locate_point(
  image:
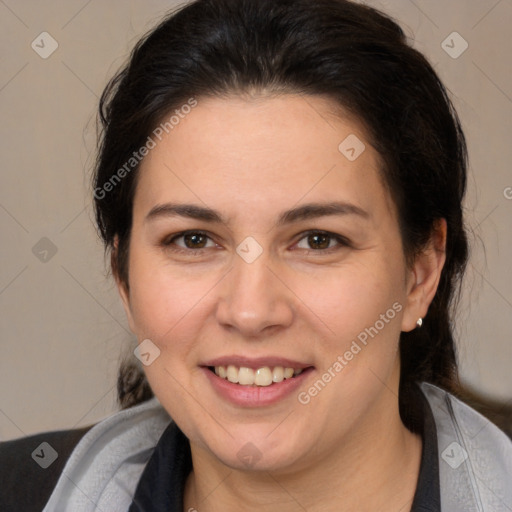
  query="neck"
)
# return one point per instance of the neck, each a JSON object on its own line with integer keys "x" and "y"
{"x": 372, "y": 469}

#### Goal:
Render the material above as a JSON list of strings, one string per line, with blank lines left out and the picture omitted.

#### The completed task:
[
  "locate_point(",
  "  image:",
  "  query=\"neck\"",
  ")",
  "# return one point per instance of the neck, each a JSON object on its own line with integer keys \"x\" and \"y\"",
  "{\"x\": 372, \"y\": 469}"
]